Work instructions: Without including any images, reproduce each entry exactly.

The records:
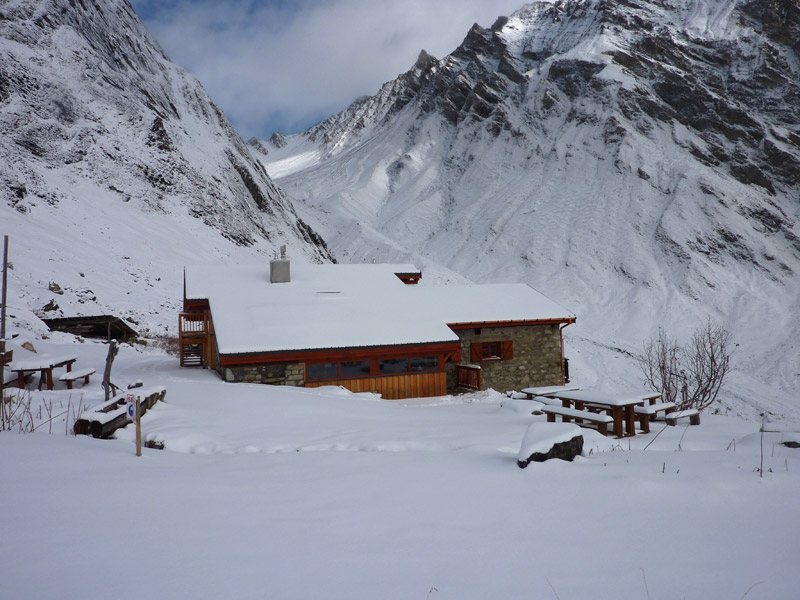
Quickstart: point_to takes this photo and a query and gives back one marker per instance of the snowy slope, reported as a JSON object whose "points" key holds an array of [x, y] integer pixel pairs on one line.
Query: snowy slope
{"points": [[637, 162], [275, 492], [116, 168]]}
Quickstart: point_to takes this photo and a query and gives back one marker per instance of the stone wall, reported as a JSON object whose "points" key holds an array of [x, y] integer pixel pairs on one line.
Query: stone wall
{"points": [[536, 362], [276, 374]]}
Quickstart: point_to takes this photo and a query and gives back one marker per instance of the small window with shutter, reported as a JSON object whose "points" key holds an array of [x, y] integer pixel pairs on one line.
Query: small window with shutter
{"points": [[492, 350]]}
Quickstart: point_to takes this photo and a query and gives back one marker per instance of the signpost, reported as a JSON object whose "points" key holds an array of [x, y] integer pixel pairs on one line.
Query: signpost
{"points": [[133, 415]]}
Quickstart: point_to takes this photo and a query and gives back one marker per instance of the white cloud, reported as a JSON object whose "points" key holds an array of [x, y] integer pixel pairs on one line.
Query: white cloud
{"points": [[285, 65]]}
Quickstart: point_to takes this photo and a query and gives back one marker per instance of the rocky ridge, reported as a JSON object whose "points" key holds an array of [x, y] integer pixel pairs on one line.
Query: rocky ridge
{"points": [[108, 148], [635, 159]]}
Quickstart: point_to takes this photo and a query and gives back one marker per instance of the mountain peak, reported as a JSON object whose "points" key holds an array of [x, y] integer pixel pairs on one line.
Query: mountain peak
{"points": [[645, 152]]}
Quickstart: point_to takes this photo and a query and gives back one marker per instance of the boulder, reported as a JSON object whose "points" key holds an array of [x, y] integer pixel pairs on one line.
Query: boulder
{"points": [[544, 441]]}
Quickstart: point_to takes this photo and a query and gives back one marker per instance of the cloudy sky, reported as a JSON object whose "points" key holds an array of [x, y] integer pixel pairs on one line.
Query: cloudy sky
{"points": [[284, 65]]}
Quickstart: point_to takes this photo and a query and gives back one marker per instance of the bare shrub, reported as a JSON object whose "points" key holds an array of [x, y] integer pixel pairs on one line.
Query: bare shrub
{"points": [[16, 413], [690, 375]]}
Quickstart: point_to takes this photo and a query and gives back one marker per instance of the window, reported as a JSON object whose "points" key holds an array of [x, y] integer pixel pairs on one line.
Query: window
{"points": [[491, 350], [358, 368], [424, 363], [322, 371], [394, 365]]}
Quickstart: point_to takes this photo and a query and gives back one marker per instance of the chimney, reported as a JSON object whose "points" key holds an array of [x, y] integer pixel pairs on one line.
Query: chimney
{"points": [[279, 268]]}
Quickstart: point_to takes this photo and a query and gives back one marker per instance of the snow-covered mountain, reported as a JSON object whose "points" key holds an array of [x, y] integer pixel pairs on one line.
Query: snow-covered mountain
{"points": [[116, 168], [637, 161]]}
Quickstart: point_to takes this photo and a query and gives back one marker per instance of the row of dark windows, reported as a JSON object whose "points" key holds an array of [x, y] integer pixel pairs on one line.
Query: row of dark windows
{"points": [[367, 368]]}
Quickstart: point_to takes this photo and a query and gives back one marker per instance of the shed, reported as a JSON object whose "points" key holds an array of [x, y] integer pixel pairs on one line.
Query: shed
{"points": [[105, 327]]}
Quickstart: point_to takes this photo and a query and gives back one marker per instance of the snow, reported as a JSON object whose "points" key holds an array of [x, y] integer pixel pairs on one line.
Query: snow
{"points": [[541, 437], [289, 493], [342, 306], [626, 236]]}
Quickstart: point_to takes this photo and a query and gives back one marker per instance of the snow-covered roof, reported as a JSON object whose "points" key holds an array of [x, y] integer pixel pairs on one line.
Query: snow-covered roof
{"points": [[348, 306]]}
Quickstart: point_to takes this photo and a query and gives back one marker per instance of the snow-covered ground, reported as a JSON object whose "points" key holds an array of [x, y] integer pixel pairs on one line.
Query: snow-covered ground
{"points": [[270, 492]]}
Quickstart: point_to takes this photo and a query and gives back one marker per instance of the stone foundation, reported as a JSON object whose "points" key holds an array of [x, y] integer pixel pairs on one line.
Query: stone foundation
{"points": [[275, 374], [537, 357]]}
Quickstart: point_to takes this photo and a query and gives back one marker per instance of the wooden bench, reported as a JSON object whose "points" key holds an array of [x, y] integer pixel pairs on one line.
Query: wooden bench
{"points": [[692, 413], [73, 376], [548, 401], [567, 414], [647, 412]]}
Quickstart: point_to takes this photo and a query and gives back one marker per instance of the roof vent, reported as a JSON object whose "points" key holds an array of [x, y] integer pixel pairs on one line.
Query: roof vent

Exercise output:
Quickstart: point_to takes this photo and a query and gives back one marker per instance of the snowy slope, reported as a JSON object whose "points" key holds an array of [x, y] integer pixel pairs on one line.
Query: snowy slope
{"points": [[637, 162], [275, 492], [116, 168]]}
Quickstart: point_to takes this photo and a query and gives back one marker per instance of the stone wall, reported as a JSON object whose "points" key holds an array of [x, y] integer pixel pairs on one line.
Query: stone wall
{"points": [[536, 362], [276, 374]]}
Quickstart: point_to takes this photo and a query and gives back one marker per instance of the small window with shutter, reported as a JSON object whose "points" key holds an array of [x, y] integer pixel pairs on one line.
Query: small window with shutter
{"points": [[492, 350]]}
Quickstart: point_to takes this photo and a query and gives back one marker per instance of the signpost, reported as a JSON object whose "points" key holds an array of [x, y] integer pixel pairs on one line.
Query: signpost
{"points": [[133, 415]]}
Quickstart: point_to takes this photo and a query and gives back one marker per instance of the white cloud, reported as a JSON object whose "points" key holds an array of [x, y] integer pixel pairs on one line.
Query: white cloud
{"points": [[285, 65]]}
Quickstart: point_to takes this photo and a query and gives back one marker per instance of the rocky ridge, reported as a JSON object whose "points" key holds an array of [x, y] integer pixel pairs on one line.
Query: rocky ridge
{"points": [[108, 148], [635, 159]]}
Quickstart: point_to takes this photo and a query and gives back one marker per instance of the mountain peak, reported as a JSON object whose "points" key holds an array of [x, y] integer pixel pairs on one line.
Query: mountain peak
{"points": [[645, 152]]}
Quickstart: point_to takes this photo and a query and gives back one marker per instance of the boulder, reported as a JSON object whose "points" key holds an array of [x, y] integer pixel pairs on one line.
Query: boulder
{"points": [[544, 441]]}
Quickstart: point_to takes this photo and a query and gives back one marker per instance of the cloudy sky, reported as a JSON object whose "points" key holds an array of [x, y] integer pixel pairs on one line.
Query: cloudy sky
{"points": [[284, 65]]}
Quickstart: point_to takes this photo and a query and gives back one marker per instance of the bare shrub, reported as a JSON object whose "points" key holds an array of [x, y] integer pixel pairs on one line.
Query: bare shrub
{"points": [[16, 413], [690, 375]]}
Quickstart: point_to takes this photo and a query and gives back one marker per instance of the window, reported as a JSON object whose "points" key holds an array of [x, y] integer pixel pairs on one line.
Query: window
{"points": [[491, 350], [358, 368], [424, 363], [322, 371], [394, 365]]}
Quickstart: point_to takes this photo and a query and gives back one marker per instance of the chimney, reported as a JSON object whose "points" key holds an array of [x, y] integer pixel pairs on one line.
Query: chimney
{"points": [[279, 268]]}
Quickstart: point_to takes this photo and a query and gives back one marker per instance of the snow-covered mountain, reported as a JSON object whose "points" key holds an array of [x, y] integer pixel pairs on one line.
Query: snow-covered mountain
{"points": [[116, 168], [637, 161]]}
Quickstart: point_to takes this photo and a query and gives back one marker per instance of the row of dark windows, reported as a JSON object whose "points" key holds an array of [x, y] integer pixel pairs on one line.
Query: row of dark windows
{"points": [[367, 368]]}
Quickstart: point_to takes this photo and a query and gives back one marker per instance of the shed, reported as a JSON object whose "points" key holds an array of [x, y] integer pixel pairs on one line.
Query: shed
{"points": [[105, 327]]}
Quickstart: point_to takes this photo and a query and gives back one marker per instance of the snow, reported as a JSON object whose "points" key holds an array of [x, y] integer pixel pairs on one line.
Query: snow
{"points": [[541, 437], [289, 493], [342, 306], [626, 236]]}
Quickstart: point_to takes this photo and a query and gives back one marker per instance of the snow-covered roof, reported as a JSON object whose "points" key holds an array of [x, y] integer pixel pairs on one line.
Query: snow-covered roof
{"points": [[348, 306]]}
Quickstart: point_to takes this photo and a query and gives back one marker per instance of the snow-covered ground, reported as a JSON object whose "points" key holds an array of [x, y] integer pixel pairs on one line.
Query: snow-covered ground
{"points": [[270, 492]]}
Quickstart: point_to takes this photo and a query and gives back one marker per instance of the stone foundation, reported as a JSON object whose "points" key holds an array of [x, y] integer pixel pairs on one line.
Query: stone foundation
{"points": [[275, 374], [537, 357]]}
Quickstart: point_to takes this photo and a query and gives back one marker per instance of the wooden bench, reported as a JSON object whose "points" key holds an array of [x, y] integer pixel pairs on one line.
Query: wooden bench
{"points": [[692, 413], [73, 376], [548, 401], [567, 414], [647, 412]]}
Quickstart: point_to takes this photo and a query and gives back one marker per instance of the roof vent, reported as a JSON object whose "points" key holds an array of [x, y] integer pixel pairs on one line.
Query: roof vent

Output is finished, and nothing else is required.